**Stored records:**
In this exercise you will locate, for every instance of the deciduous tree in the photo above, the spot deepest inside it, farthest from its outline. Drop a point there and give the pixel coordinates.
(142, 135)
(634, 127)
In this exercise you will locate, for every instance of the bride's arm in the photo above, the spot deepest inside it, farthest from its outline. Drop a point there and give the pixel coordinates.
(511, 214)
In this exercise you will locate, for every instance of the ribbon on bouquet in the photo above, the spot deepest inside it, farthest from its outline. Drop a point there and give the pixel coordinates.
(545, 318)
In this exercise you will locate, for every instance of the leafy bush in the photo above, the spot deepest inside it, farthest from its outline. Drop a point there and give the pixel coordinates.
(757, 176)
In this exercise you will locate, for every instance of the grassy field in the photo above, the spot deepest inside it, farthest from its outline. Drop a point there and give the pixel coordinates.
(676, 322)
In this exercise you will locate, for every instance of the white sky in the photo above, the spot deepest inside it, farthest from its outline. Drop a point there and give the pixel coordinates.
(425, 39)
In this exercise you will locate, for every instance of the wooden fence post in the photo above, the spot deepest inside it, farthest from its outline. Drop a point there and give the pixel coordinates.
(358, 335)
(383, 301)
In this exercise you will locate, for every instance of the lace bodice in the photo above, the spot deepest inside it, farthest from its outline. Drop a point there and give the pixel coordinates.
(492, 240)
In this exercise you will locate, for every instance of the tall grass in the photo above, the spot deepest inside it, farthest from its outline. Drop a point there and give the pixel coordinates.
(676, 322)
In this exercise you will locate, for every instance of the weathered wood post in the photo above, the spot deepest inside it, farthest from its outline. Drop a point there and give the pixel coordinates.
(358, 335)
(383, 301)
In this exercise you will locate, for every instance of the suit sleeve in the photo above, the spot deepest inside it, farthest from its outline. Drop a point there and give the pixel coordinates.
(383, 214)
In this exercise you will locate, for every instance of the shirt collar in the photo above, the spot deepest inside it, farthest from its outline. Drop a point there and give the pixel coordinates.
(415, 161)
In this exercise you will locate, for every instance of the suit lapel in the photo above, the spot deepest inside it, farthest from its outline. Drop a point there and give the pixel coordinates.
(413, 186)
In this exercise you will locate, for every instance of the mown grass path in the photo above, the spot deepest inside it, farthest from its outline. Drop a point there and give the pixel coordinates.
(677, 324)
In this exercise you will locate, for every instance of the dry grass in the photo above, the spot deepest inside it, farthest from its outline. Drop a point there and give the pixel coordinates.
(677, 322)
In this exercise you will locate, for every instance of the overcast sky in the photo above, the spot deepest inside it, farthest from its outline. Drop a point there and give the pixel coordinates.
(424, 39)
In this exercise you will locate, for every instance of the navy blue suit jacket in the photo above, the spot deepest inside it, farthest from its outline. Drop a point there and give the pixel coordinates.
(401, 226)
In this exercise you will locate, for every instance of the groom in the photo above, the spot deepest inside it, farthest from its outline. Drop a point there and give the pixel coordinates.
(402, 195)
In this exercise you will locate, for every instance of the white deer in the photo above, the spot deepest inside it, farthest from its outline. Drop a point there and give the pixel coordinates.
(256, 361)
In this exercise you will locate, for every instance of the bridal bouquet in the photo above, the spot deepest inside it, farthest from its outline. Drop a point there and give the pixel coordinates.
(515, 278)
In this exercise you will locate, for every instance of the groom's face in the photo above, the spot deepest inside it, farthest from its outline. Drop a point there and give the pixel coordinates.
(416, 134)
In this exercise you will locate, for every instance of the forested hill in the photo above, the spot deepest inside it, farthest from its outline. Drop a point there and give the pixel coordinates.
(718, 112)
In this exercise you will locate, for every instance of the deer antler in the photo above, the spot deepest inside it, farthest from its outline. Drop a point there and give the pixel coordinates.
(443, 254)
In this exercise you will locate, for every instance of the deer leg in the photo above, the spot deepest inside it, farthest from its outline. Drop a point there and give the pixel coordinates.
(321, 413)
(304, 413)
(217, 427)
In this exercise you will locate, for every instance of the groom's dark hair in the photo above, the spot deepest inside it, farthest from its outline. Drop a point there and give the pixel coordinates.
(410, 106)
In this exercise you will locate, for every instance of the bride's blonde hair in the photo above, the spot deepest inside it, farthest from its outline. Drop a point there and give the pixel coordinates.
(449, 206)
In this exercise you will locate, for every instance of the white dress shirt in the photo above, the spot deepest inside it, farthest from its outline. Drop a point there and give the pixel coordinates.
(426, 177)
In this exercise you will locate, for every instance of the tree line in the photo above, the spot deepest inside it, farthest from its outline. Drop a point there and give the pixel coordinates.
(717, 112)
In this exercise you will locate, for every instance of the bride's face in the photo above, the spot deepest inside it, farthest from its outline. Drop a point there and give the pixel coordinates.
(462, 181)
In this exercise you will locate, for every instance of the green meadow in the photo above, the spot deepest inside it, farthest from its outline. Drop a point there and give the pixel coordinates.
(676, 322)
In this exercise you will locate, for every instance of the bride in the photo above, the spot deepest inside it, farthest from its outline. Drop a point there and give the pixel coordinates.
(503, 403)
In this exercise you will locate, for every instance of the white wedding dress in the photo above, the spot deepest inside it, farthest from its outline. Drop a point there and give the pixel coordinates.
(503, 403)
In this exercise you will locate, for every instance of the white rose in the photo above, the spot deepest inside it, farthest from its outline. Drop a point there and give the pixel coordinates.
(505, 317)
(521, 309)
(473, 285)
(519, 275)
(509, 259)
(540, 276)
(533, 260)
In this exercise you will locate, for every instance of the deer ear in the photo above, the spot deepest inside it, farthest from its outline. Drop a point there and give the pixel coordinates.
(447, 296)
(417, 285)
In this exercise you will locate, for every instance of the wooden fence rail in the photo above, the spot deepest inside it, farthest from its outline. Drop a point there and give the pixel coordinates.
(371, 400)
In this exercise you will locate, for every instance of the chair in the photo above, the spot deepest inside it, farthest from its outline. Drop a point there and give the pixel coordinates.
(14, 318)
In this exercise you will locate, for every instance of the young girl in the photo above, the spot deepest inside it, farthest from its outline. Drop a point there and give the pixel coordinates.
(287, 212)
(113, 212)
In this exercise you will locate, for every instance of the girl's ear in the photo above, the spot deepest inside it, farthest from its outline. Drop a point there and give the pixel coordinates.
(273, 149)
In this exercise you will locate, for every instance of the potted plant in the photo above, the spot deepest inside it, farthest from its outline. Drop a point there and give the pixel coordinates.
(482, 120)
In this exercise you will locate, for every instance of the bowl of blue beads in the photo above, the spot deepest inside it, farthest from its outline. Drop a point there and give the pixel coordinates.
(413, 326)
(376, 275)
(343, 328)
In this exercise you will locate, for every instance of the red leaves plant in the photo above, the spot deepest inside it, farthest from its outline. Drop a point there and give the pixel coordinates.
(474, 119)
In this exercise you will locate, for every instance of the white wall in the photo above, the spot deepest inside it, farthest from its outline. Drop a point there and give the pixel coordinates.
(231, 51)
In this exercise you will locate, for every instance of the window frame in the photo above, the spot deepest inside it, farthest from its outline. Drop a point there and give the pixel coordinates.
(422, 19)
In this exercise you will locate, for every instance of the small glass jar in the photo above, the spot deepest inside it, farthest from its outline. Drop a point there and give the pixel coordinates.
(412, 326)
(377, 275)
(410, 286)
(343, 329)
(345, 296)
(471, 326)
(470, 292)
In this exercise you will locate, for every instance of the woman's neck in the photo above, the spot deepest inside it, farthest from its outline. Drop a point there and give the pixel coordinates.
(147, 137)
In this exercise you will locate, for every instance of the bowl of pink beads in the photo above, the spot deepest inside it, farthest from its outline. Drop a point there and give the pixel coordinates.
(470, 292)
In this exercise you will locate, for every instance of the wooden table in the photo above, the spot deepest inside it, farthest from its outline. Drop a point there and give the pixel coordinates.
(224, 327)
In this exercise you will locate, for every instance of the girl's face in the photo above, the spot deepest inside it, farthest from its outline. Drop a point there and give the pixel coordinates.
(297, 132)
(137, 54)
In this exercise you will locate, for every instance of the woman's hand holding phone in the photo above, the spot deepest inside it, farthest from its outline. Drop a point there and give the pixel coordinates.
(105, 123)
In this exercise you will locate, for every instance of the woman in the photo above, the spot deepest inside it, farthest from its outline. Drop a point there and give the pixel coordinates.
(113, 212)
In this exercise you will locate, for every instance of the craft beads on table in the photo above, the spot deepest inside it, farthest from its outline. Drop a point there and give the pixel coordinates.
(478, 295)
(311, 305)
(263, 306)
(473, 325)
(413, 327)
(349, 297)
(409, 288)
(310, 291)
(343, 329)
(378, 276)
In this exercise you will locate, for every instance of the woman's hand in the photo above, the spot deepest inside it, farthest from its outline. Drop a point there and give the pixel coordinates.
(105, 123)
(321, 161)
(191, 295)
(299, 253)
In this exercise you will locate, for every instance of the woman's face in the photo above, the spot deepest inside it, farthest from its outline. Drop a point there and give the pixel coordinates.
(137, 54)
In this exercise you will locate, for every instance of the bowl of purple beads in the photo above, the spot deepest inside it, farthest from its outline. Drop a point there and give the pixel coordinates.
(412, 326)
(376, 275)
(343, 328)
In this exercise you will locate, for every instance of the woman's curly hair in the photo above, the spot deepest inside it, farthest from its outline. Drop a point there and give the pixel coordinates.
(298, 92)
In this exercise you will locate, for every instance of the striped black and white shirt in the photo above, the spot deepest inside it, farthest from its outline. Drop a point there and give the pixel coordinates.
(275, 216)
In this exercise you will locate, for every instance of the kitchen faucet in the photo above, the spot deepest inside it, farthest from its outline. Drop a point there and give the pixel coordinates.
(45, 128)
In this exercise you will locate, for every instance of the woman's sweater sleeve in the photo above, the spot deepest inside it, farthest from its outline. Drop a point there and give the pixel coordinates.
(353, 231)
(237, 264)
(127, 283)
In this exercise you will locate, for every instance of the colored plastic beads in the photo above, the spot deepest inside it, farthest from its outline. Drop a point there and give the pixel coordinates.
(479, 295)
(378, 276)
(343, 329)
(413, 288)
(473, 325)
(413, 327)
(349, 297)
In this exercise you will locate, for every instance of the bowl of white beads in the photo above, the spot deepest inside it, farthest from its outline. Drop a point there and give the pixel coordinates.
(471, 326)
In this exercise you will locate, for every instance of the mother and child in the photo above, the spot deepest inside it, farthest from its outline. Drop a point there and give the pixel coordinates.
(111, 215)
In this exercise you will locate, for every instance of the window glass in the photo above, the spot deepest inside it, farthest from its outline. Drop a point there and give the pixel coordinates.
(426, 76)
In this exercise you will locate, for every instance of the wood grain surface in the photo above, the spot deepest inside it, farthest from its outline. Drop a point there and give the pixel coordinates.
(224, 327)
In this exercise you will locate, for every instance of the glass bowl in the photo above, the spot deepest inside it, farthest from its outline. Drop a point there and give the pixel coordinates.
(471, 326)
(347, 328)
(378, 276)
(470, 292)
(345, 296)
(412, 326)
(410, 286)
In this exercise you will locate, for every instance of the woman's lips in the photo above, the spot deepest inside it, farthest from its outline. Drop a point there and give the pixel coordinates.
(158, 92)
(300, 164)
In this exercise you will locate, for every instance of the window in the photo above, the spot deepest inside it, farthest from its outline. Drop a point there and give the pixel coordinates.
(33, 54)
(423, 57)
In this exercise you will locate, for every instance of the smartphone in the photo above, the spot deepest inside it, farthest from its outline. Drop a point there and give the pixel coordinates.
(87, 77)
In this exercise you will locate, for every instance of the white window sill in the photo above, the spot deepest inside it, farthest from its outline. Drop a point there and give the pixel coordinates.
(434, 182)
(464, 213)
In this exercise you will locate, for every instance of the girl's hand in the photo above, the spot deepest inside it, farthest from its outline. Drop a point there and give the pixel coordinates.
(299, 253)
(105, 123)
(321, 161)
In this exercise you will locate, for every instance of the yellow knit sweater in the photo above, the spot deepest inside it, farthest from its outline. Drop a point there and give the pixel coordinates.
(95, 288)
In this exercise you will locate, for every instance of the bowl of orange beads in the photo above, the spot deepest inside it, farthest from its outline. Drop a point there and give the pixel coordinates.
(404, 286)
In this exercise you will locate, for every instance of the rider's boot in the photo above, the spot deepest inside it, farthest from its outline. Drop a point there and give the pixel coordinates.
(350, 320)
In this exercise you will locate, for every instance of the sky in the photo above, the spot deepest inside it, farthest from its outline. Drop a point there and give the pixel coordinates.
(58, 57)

**What the task requires:** Everything from the line that contains "bowl of orange" through the end of the records must be duplicated exactly, and nothing outside that range.

**Expected output:**
In this exercise you will locate, for every instance of the bowl of orange beads in the photo above, the spot deepest inside it, farthest from its outline. Drop a point there and give the pixel coordinates.
(404, 286)
In this exercise you will locate, for every instance of the rider's boot in the photo above, the spot deepest inside it, farthest from its outline. Drop a point there and give the pixel coordinates.
(350, 320)
In this exercise you will locate, for every instance of the sky in the photo above, the spot deepest inside it, farthest from its outline. Drop a point there and give the pixel coordinates.
(58, 57)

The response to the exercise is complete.